[Opening RECORDS TO PROCESS section]

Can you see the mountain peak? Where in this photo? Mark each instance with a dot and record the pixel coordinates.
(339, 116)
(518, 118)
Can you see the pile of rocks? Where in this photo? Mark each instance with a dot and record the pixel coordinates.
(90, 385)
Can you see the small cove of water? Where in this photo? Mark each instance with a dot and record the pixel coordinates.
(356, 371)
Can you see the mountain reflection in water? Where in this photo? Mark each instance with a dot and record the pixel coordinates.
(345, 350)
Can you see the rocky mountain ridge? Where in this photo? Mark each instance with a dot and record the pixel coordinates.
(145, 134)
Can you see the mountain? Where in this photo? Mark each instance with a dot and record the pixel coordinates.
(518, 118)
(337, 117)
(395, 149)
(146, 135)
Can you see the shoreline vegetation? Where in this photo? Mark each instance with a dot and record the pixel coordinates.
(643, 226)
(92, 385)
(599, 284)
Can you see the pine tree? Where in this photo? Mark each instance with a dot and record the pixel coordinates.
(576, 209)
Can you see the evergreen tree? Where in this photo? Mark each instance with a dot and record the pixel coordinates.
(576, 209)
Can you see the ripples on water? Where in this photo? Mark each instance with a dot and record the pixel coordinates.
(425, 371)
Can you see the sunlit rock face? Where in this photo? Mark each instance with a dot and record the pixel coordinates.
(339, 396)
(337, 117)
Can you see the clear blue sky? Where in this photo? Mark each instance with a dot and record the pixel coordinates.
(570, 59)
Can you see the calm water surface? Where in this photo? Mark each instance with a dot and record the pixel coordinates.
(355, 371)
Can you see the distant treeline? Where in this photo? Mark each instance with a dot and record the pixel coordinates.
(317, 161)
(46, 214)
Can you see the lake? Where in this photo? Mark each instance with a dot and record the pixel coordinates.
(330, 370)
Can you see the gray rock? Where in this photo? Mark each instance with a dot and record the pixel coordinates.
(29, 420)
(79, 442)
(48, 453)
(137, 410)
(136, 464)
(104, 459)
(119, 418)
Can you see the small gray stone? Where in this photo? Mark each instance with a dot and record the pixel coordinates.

[Closing RECORDS TO PROCESS section]

Nothing but the lines from the line with "Can you see the distant" to the last line of the listing above should appear; please retype them exactly, both ends included.

Can you see the distant treeline? Where in this photo? Mark each instance with a dot and record the pixel coordinates.
(317, 161)
(46, 214)
Can you see the lake? Where in this photo? Mark each instance with a dot and record the pixel coordinates.
(330, 370)
Can you see the gray rock? Where in this photo? Mark each instance with a dot and record the pixel coordinates.
(29, 420)
(79, 442)
(48, 453)
(137, 410)
(136, 464)
(104, 459)
(119, 418)
Can you see the small gray stone? Where in this photo? Mark each instance with a dot and record the pixel coordinates.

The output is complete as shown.